Activity
Copy all data exactly. Skip pictures.

[Working data Boundary: Start]

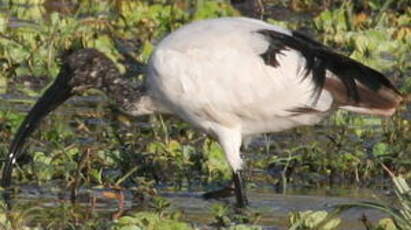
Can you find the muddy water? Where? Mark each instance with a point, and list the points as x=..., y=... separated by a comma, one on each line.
x=273, y=208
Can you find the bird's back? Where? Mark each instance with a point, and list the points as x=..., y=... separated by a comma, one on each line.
x=216, y=72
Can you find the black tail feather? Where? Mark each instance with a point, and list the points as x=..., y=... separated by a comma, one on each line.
x=320, y=59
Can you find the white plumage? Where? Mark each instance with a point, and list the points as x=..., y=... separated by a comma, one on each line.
x=230, y=77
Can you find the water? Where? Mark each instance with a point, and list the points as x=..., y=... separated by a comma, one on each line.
x=272, y=206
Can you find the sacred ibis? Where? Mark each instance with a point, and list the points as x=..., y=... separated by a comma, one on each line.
x=229, y=77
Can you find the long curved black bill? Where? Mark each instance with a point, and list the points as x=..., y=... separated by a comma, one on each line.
x=54, y=96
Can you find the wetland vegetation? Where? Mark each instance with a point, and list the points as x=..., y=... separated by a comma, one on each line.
x=147, y=173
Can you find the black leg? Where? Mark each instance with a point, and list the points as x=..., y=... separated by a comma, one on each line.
x=239, y=189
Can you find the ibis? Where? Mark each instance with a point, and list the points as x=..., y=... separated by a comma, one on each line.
x=231, y=78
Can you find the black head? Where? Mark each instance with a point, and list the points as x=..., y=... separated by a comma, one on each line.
x=81, y=70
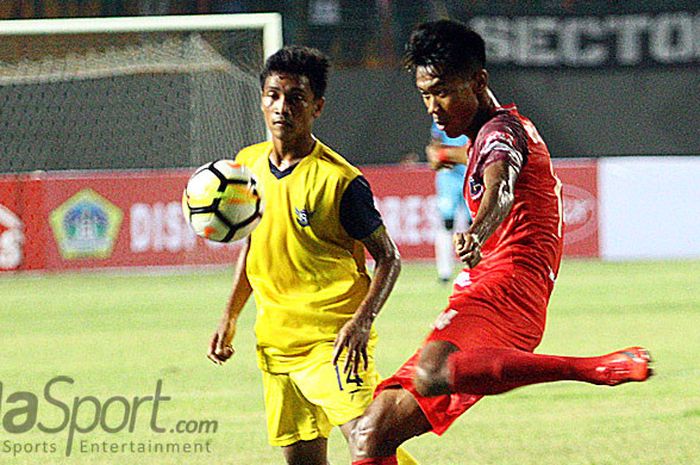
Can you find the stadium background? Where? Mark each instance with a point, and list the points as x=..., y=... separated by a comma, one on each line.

[Working data Boundary: End]

Exercise solution
Can you find the muddy water? Where? Mark each instance with a point, and list the points as x=..., y=... separated by a comma, one on each line.
x=273, y=208
Can you find the bird's back? Where? Mark each instance with a point, and list the points as x=..., y=... separated by a comma, one on each line.
x=216, y=72
Can you find the black tail feather? Where? Mark each instance with a point, and list the points as x=..., y=... separated by a comma, one on each line.
x=320, y=59
Can you find the white plumage? Where? Mark each instance with a point, and list the points as x=..., y=... separated by a comma, one on each line.
x=230, y=77
Can you find the water? Where? Mark each instance with a point, and list the points as x=..., y=... separated by a comma, one on each line.
x=272, y=206
Can you find the sacred ibis? Where? Mark each instance with a point, and list the points as x=..., y=... separated by a comma, one on each line.
x=229, y=77
Can you find the long curved black bill? Where? Mark each instance with a point, and list the points as x=..., y=... separated by a comma, one on each line.
x=54, y=96
Can you find the wetland vegetation? Where? Mark each instance with a point, and list the points as x=..., y=... separated by a comma, one on each line.
x=147, y=173
Can you find the black leg? Where? Mark each instance with a point, and list the points as x=..., y=... separated by a comma, one on each line.
x=239, y=189
Can you find the ibis? Where? Mark each instance with a point, and list the points as x=..., y=... separated by a comma, one on each line.
x=231, y=78
Can you find the black head? Where? Mark each instance with a point, and list the points as x=..., y=... separated by a comma, one on each line.
x=81, y=70
Can you find the stadium background? Where? Mark each instance with a point, and list the points as x=..., y=... separated by a comma, one on each line.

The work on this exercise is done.